_Source document_
**********

# 5gal Dwarf Puffer Tank - Can I Keep Shrimp?



## Travan (Mar 12, 2009)

I have been very interested in keeping up to 20 Red Cherry Shrimps in with my Dwarf Puffer, but am worried they wont last very long.
I believe the puffer is a girl, although I'm not sure if that would have an effect on her aggression- she's pretty feisty as it is. For the most part her diet consists of frozen mysis shrimp, and about 2-3 live snails a week.
It's the live snails in her diet which concerns me. I'm not sure if I've been teaching her to hunt the fauna in her tank, although she leaves her two Otto companions alone.

Has anyone had luck keeping a dwarf puffer with shrimp? I'd really appreciate some insight.


----------



## ZooTycoonMaster (Jan 2, 2008)

Normally if the tank is really big and if there's ALOT of plants, then you can keep shrimp in there (although the Puffer will eat like maybe a couple of them). However, in a tank that small, I think the puffer would eat them all.


----------



## chase127 (Jun 8, 2008)

it depends on your puffer. you can only know if its a killer by putting some shrimp in there to test its temperament.


----------



## Travan (Mar 12, 2009)

She's a killer, I know by the way she devours snails.


----------



## chase127 (Jun 8, 2008)

well it may not be the same case with shrimp. maybe shes an escargot kind of puffer get some ghost shrimp and test it out. if they live, youre RCS are safe (but take the ghosts out cause the ghosts will eat RCS) if they get eaten, your puffer is fat and happy.


----------



## Travan (Mar 12, 2009)

Why do you say RCS will survive if the Ghost Shrimp survive?

**********

_Data listing_
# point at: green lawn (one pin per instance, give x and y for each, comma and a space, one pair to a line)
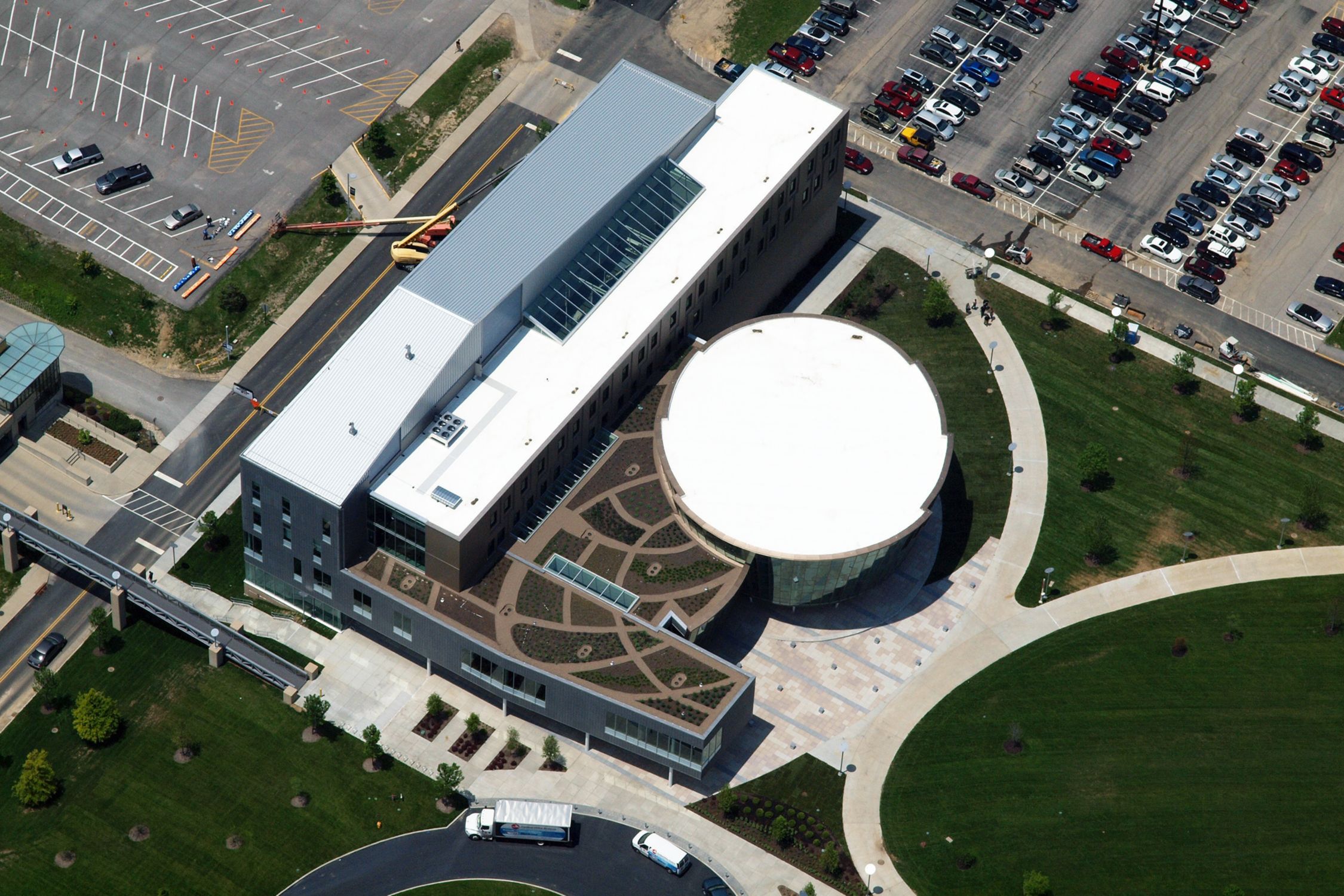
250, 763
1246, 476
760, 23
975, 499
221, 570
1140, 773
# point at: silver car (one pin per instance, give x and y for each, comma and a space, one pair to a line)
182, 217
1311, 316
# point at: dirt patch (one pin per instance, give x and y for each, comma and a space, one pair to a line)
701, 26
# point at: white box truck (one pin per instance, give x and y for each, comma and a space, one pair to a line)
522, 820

**********

_Tasks for this exercise_
1. Answer these questions from the dwarf puffer thread:
(a) Up to how many Red Cherry Shrimps does Travan want to keep with the puffer?
(b) Which frozen food makes up most of the puffer's diet?
(c) What kind of shrimp does chase127 suggest using to test the puffer's temperament?
2. Quote the passage of the dwarf puffer thread that begins at the words "I have been" and stops after "eat them all.".
3. Extend the dwarf puffer thread by writing what follows its final post.
The records have no connection to the dwarf puffer thread.

_Answers for this exercise_
1.
(a) Up to 20.
(b) Frozen mysis shrimp.
(c) Ghost shrimp.

2.
I have been very interested in keeping up to 20 Red Cherry Shrimps in with my Dwarf Puffer, but am worried they wont last very long.
I believe the puffer is a girl, although I'm not sure if that would have an effect on her aggression- she's pretty feisty as it is. For the most part her diet consists of frozen mysis shrimp, and about 2-3 live snails a week.
It's the live snails in her diet which concerns me. I'm not sure if I've been teaching her to hunt the fauna in her tank, although she leaves her two Otto companions alone.

Has anyone had luck keeping a dwarf puffer with shrimp? I'd really appreciate some insight.


----------



## ZooTycoonMaster (Jan 2, 2008)

Normally if the tank is really big and if there's ALOT of plants, then you can keep shrimp in there (although the Puffer will eat like maybe a couple of them). However, in a tank that small, I think the puffer would eat them all.

3.
----------



## legomaniac89 (Mar 16, 2008)

If the puffer doesn't eat the Ghosts, she won't eat the Cherries either. Ghosts are usually sold as feeders and are really cheap, so get some of them so if they do become a meal, you haven't wasted much money.


----------



## Travan (Mar 12, 2009)

Starting with the Ghost shrimps sounds like the perfect plan.

But are there any modifications I would need before I could keep shrimp (Would they venture into my filter intake, or try to climb out of the aquarium)?

And also, are the steps to condition a shrimp to the new aquarium similar to that of fish (slowly acclimating it to the new temperature...etc.)?


----------



## Travan (Mar 12, 2009)

*It worked!*

I tried it out with 6 Ghost shrimps. I purchased them for $.33 each at PetSmart. And she leaves them alone quite well.
The Puffer was a little confused by them at first since the shrimps crawled all over and were excited.
Even the smallest were about equal to the size of the puffer, since she is a Dwarf puffer, she's barely an inch long.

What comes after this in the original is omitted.